§ **EXCERPTED TEXT**
Forrester’s Predictions 2020: The Internet of Things report has an eye-opening forecast on cybercrime for the coming year – an IoT prediction that demands that we collectively consider how to strengthen OT security.
" We cannot close the door on connectivity’s many benefits. It’s clear that connectivity across people, assets, and systems empowers us to make full use of extracted data to improve operations and processes. "
This is especially true as the line between IT and OT blurs as companies sync up operations to leverage real-time monitoring, data-driven business models, cloud-based and edge analytics, digital twins of industrial processes, a seamless digital ecosystem from shop floor to back-office business processes, and more.
According to the State of Industrial Cybersecurity 2019 report, about “70% of companies surveyed consider an attack on their OT/ICS infrastructure likely.” What are some of the inherent risks to address now before these attacks manifest?
Every connected device is associated with an endpoint that hackers could pinpoint to infiltrate and manipulate the entire digital ecosystem. Think about this: today’s smart factories now have hundreds —and even thousands — of connected sensors. A holistic approach to cybersecurity — from product security to supply chain protection — is imperative.

§ **REQUIRED ACTIONS**
[a] In the OT security text, what share of companies surveyed in the State of Industrial Cybersecurity 2019 report consider an attack on their OT/ICS infrastructure likely?
[b] Repeat the OT security text word for word, starting at "According to the" and ending at "these attacks manifest?".
The material that follows comes from a separate source.

§ **SOURCE MATERIAL**
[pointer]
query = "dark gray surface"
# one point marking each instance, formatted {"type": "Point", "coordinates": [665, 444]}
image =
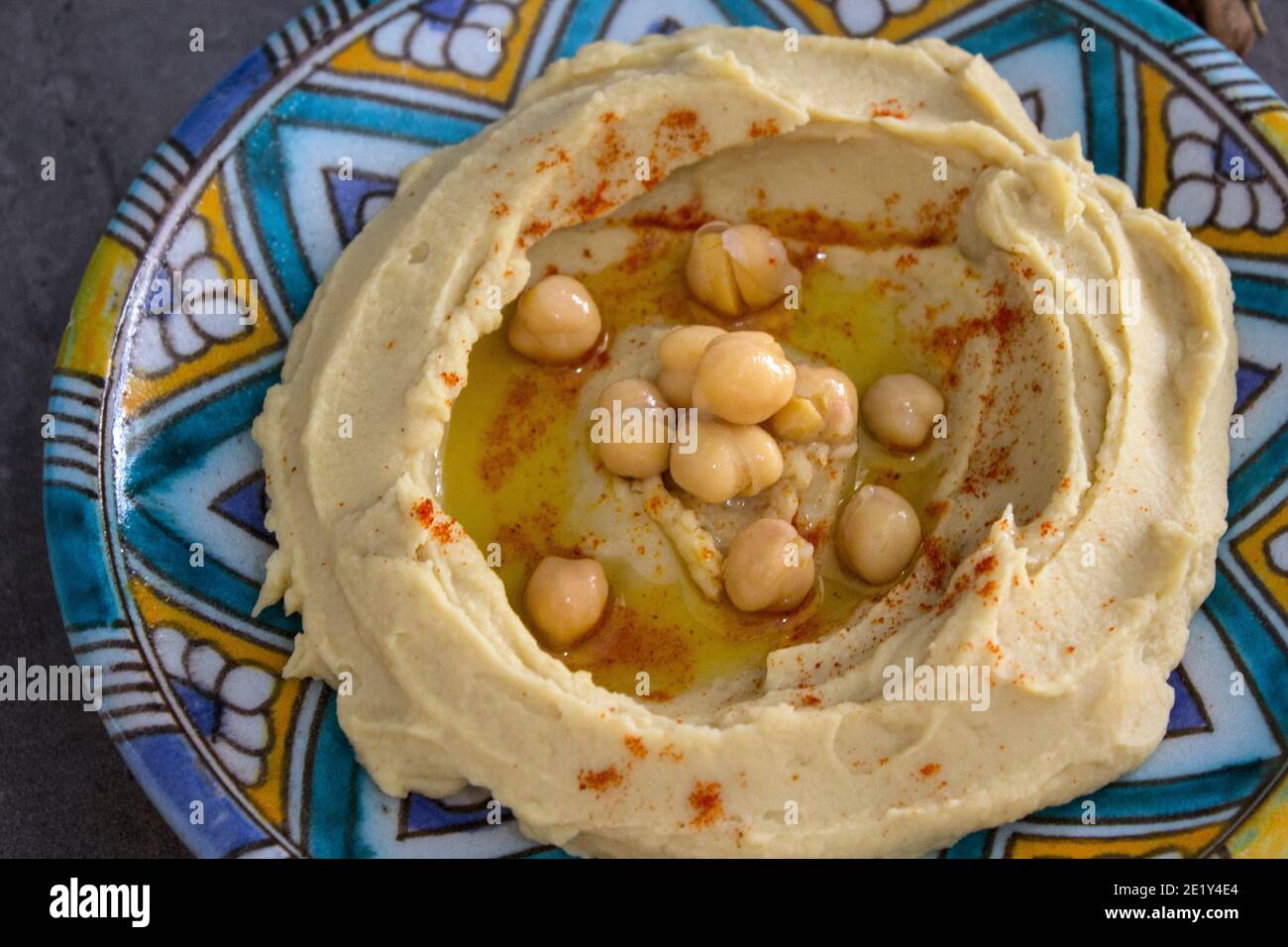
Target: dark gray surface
{"type": "Point", "coordinates": [97, 84]}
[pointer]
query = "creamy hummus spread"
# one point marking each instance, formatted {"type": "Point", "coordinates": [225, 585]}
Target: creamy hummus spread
{"type": "Point", "coordinates": [1069, 513]}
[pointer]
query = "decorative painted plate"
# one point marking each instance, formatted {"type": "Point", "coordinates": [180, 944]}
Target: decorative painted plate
{"type": "Point", "coordinates": [154, 491]}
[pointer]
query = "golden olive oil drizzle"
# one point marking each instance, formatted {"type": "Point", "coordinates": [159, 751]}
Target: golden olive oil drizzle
{"type": "Point", "coordinates": [507, 463]}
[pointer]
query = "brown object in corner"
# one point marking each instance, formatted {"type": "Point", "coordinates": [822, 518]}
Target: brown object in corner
{"type": "Point", "coordinates": [1236, 24]}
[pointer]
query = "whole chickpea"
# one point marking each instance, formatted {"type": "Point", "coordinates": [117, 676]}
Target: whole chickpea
{"type": "Point", "coordinates": [566, 599]}
{"type": "Point", "coordinates": [824, 406]}
{"type": "Point", "coordinates": [761, 458]}
{"type": "Point", "coordinates": [900, 410]}
{"type": "Point", "coordinates": [557, 321]}
{"type": "Point", "coordinates": [769, 567]}
{"type": "Point", "coordinates": [634, 458]}
{"type": "Point", "coordinates": [679, 354]}
{"type": "Point", "coordinates": [738, 268]}
{"type": "Point", "coordinates": [879, 535]}
{"type": "Point", "coordinates": [728, 460]}
{"type": "Point", "coordinates": [743, 377]}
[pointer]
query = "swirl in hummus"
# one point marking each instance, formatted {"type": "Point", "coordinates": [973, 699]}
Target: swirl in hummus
{"type": "Point", "coordinates": [1070, 515]}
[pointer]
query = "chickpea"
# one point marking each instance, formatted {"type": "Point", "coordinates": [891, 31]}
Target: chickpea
{"type": "Point", "coordinates": [769, 567]}
{"type": "Point", "coordinates": [761, 458]}
{"type": "Point", "coordinates": [879, 535]}
{"type": "Point", "coordinates": [900, 410]}
{"type": "Point", "coordinates": [642, 458]}
{"type": "Point", "coordinates": [566, 599]}
{"type": "Point", "coordinates": [738, 268]}
{"type": "Point", "coordinates": [555, 322]}
{"type": "Point", "coordinates": [743, 377]}
{"type": "Point", "coordinates": [824, 406]}
{"type": "Point", "coordinates": [726, 462]}
{"type": "Point", "coordinates": [679, 354]}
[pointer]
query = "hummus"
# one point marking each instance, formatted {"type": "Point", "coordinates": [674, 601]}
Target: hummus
{"type": "Point", "coordinates": [1070, 515]}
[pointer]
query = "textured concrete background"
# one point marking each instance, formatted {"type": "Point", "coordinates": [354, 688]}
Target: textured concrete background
{"type": "Point", "coordinates": [97, 84]}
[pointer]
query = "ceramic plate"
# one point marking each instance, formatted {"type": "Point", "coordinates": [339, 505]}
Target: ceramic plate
{"type": "Point", "coordinates": [154, 491]}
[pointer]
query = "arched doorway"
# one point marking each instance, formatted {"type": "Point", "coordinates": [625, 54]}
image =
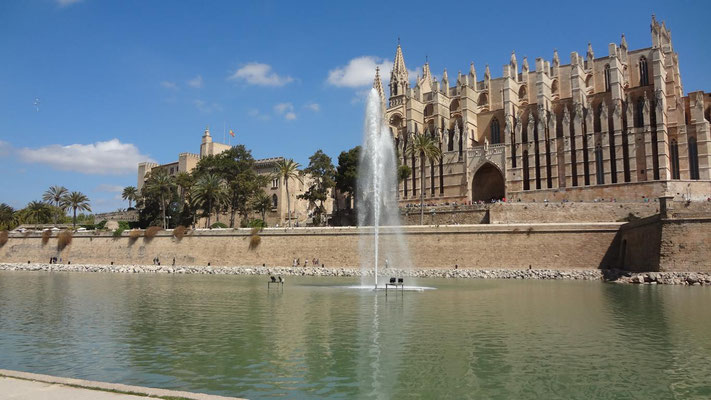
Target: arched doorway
{"type": "Point", "coordinates": [488, 184]}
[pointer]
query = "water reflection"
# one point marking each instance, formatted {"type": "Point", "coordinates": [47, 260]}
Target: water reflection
{"type": "Point", "coordinates": [468, 339]}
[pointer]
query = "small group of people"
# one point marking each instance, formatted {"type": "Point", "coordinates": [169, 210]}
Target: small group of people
{"type": "Point", "coordinates": [297, 262]}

§ **ANSWERS BY TASK**
[a] About 70%.

[b]
According to the State of Industrial Cybersecurity 2019 report, about “70% of companies surveyed consider an attack on their OT/ICS infrastructure likely.” What are some of the inherent risks to address now before these attacks manifest?